----- Information supplied -----

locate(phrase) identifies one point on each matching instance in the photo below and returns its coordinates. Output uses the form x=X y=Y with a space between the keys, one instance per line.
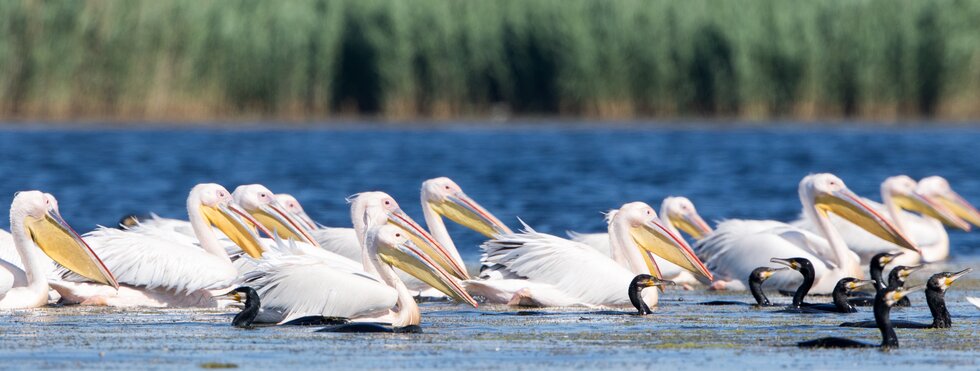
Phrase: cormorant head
x=850 y=284
x=886 y=257
x=797 y=264
x=941 y=281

-----

Repeat the records above exactly, omitting every picture.

locate(phrase) identifies one point on each matching instance in the photo below and returns its coordinates. Output uses the form x=X y=Y with a space between the keys, one instance per line.
Phrase: cormorant head
x=850 y=284
x=886 y=257
x=797 y=264
x=941 y=281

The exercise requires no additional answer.